#### [Selected excerpt]
In “The Transcendentalist,” a lecture read at the Masonic Temple in Boston, in January 1842, Emerson declared:
“What is popularly called Transcendentalism among us, is Idealism; Idealism as it appears in 1842….As thinkers, mankind have ever divided into two sects, Materialists and Idealist; the first class founding on experience, the second on consciousness; the first class beginning to think from the data of the senses, the second class perceive that the senses are not final, and say The senses give us representations of things, but what are things themselves, they cannot tell. The materialist insist on facts, on history, on the force of circumstances and the animal wants of man; the idealist on the power of Thought and Will, on inspiration, on miracle, on individual culture. These two modes of thinking are both natural, but the idealist contends that his way of thinking is in higher nature. He concedes all that the other affirms, admits the impressions of sense, admits the impression of sense, admits their coherency, their use and beauty, and then asks the materialist for his grounds of assurance that things are as senses represent them….Every materialist will be an idealist; but an idealist can never go backward to be a materialist.”(Emerson, Selected Essays, 239-240).

Independent from organized religion, Emerson and the Transcendentalists conveyed nonetheless an optimistic message on mankind and human destiny. “Transcendentalism declared meaning in everything, and in all meanings was good, part and connected by divine plan. Emerson refuted evil, insisting it was not an entity in itself, but simply the absence of good. If good introduces, evil dissipates.” (Brulatour).

#### [Aim]
Extend the passage on Emerson and Transcendentalism, picking up right after its last sentence. The data are separate material, apart from the passage on Emerson and Transcendentalism.

#### [Data shown]

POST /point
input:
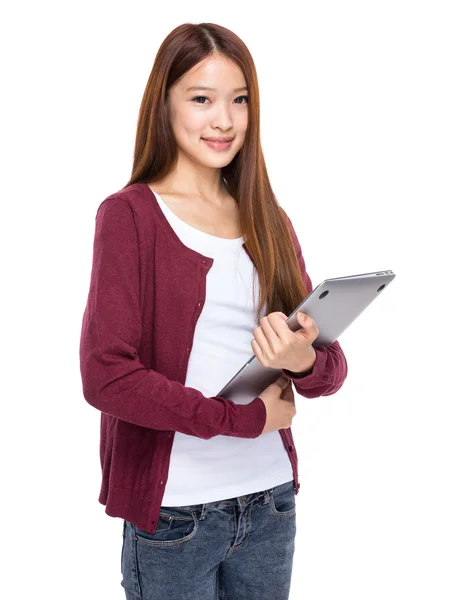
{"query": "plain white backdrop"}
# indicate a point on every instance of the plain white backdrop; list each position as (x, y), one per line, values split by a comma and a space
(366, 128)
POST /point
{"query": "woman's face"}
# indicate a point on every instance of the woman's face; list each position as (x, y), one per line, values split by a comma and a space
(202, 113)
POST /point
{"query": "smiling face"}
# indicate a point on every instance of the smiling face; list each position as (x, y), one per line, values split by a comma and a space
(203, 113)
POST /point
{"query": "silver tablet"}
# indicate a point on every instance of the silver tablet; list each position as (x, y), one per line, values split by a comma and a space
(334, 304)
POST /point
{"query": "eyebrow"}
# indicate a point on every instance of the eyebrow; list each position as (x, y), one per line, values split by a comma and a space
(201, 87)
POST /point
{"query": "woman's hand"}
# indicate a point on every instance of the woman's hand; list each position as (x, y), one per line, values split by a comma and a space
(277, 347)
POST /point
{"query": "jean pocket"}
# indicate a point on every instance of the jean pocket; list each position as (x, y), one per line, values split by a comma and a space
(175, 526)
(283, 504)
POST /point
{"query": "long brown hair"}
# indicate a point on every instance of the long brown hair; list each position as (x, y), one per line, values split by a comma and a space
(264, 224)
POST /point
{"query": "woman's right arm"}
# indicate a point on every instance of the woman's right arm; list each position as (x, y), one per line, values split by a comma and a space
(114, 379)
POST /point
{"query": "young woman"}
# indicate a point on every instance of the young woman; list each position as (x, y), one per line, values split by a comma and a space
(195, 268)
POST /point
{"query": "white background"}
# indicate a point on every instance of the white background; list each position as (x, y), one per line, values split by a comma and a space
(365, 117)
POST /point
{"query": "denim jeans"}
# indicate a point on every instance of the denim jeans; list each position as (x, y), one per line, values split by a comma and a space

#### [Answer for the task]
This message of optimism was an echo of the 18th century Enlightenment as adapted to the novelty of America which, as a blank national slate, was seen by Emerson as a territory of hope, where all the ancient utopias of freedom could revive and prosper. Emerson found adherents and followers, sometimes people who couldn’t understand or explain Emerson’s deep thought but who felt an automatic empathy with his optimism, for it was also theirs. However, this thrust toward future had also its enemies. “Anti-transcendentalists rejected such an outlook on humanity. They declared such optimism naïve and unrealistic. The anti-transcendentalist reflected a more pessimistic attitude, focusing on man’s uncertainty and limited potential in the universe: Nature is vast and incomprehensible, a reflection of the struggle between good and evil.” (Brulatour). Incredibly, Poe, the only other equivalent writer of his time, the only one who had Emerson’s height and gave his measure, opposed him. He was fought back. As the writer John Updike pointed out:

“To someone of Emerson’s generation, European thought and writing was almost all there was; Puritan sermons, Benjamin Franklin’s blithe compositions, the Founding Fathers’ chiseled eloquence, Washington Irving’s sketches, and James Fennimore Cooper’s Leatherstocking Tales—all were easily overlookable by a serious American aspirant to high thought and poetry in the early nineteenth century. To Emerson, Poe, his only peer as a homegrown critical and creative mind, was ‘the jingle man.’” (Updike).

If Emerson belittled Poe because of his predictable rhymes in his poem “The Bells,” Poe –who was the first to pick a quarrel with Emerson- laughed at the Transcendentalist for something that went beyond the literary style : “Poe attacked stylistic excesses, but his irreverence extended to the social philosophy of the Transcendentalists. Fashioning himself a member of the Virginia gentry, a social class to which he could only aspire, he objected to Transcendentalist views on abolition and reform. Adopting a hostile stance once again because of regional bias, he hardly discriminated among individual literary figures and social thinkers. He referred to Boston as Frogpond or as headquarters of ‘the humanity clique,’ and lumped together writers from this city with Transcendentalists and Socialists.” (Hayes, 15) Posing as the aristocrat he wanted to be and was not, Poe couldn’t but reject the democratic philosophy of Emerson, which went even beyond the Constitution to enhance the Supreme Freedom of man. Poe’s idea of the world had still some nostalgia of Europe, as he showed in his gothic stories set in Great Britain or in a Virginia still modeled after the British culture – something still perceptible in Richmond, for instance. Poe certainly couldn’t perceive the New World as a promise and less, enjoy in it. Poe’s own character signed by the death of his mother and other closer relatives would align him rather on the side of melancholy and, by his own nature, he would become a pessimist, skeptic on man’s power to overcome his destiny and succeed.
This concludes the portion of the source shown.